### Task prompt
Write out the data word for word, taking care that no picture is carried over.

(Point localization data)

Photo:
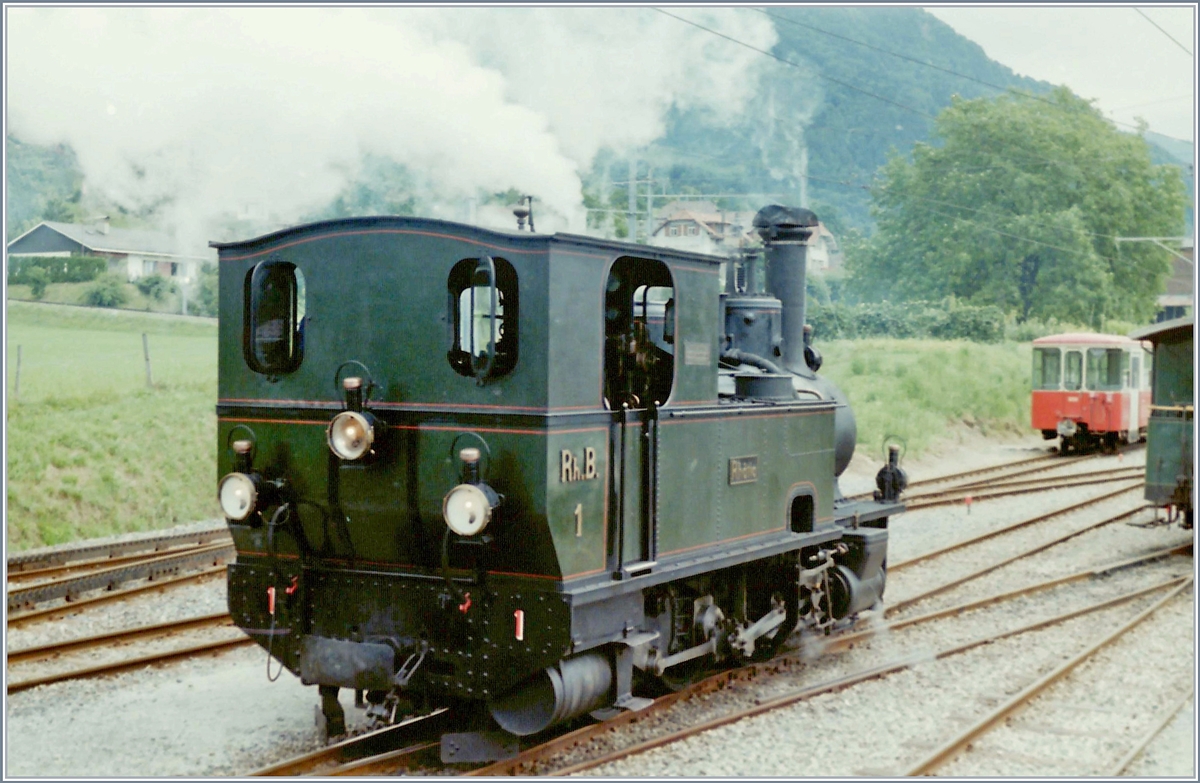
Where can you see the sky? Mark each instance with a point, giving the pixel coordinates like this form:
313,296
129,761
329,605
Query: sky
241,111
1111,54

### Answer to the problem
Photo:
Where can you see the sky? Mark each instance with a point, giving the pixel coordinates like this form:
313,296
129,761
329,605
Query: sky
241,111
1111,54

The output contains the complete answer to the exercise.